Referring expression data
§ §

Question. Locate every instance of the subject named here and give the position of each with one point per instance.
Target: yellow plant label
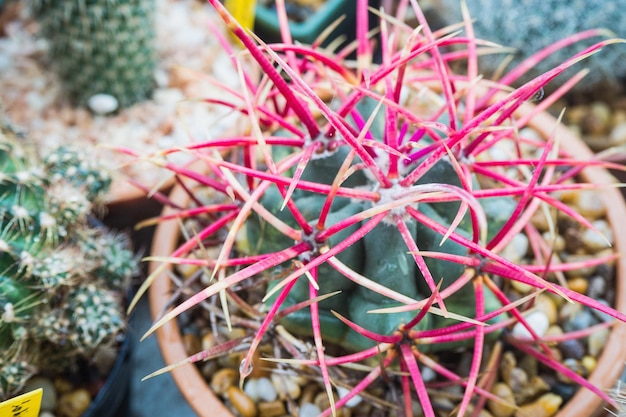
(26, 405)
(242, 11)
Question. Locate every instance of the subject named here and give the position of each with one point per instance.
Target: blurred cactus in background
(100, 47)
(62, 275)
(530, 25)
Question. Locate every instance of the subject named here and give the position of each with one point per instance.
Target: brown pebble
(308, 393)
(192, 343)
(545, 406)
(578, 284)
(506, 406)
(74, 403)
(224, 379)
(241, 402)
(272, 409)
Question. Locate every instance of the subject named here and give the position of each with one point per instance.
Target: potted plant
(379, 222)
(64, 281)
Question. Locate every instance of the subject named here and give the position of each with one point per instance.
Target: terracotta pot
(584, 404)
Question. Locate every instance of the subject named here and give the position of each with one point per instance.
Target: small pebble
(545, 406)
(598, 239)
(49, 397)
(572, 349)
(537, 321)
(191, 343)
(74, 403)
(573, 365)
(352, 402)
(545, 304)
(583, 319)
(241, 402)
(578, 284)
(309, 410)
(596, 341)
(224, 379)
(589, 363)
(597, 287)
(517, 248)
(285, 386)
(618, 134)
(102, 104)
(266, 390)
(583, 270)
(589, 205)
(597, 119)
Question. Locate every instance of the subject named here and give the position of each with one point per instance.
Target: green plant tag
(25, 405)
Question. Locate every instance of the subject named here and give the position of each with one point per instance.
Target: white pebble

§ §

● **WHAT YOU NEED TO DO**: Output the entries exactly as they appear, with no pictures included.

● **RESPONSE TO THE EXERCISE**:
Question. Locate every instance of the subject named here and give the position of each with one point per instance.
Target: yellow plant label
(26, 405)
(242, 11)
Question. Locate every instance of the subject named here and give the position of each with one point per instance.
Target: blurred cactus in background
(100, 47)
(62, 275)
(530, 25)
Question. Locate every instance of the subject named here and give the position of each with one point per instance.
Target: brown pebble
(308, 393)
(192, 343)
(545, 406)
(578, 284)
(506, 406)
(74, 403)
(224, 379)
(241, 402)
(272, 409)
Question. Locate every instance of the subject named here and give the position of each with one point per instance.
Target: potted plant
(379, 222)
(64, 281)
Question. Locate every instance of the subject named here and give the position of each with one point per instance.
Target: terracotta pot
(584, 404)
Question. Locate every instance of the subject named here and give the position of each with one point per instance.
Target: small pebble
(545, 406)
(598, 239)
(49, 397)
(572, 349)
(537, 321)
(191, 343)
(74, 403)
(573, 365)
(352, 402)
(545, 304)
(583, 319)
(241, 402)
(578, 284)
(309, 410)
(596, 341)
(224, 379)
(589, 363)
(597, 287)
(517, 248)
(285, 386)
(618, 134)
(102, 104)
(266, 390)
(583, 270)
(589, 205)
(597, 119)
Question. Locate every instance of the subject named here and give the position of each with one point per instance.
Target: green plant tag
(25, 405)
Question. Locate every instance of the subject named here and give the position of each with one point per instance.
Target: white pebble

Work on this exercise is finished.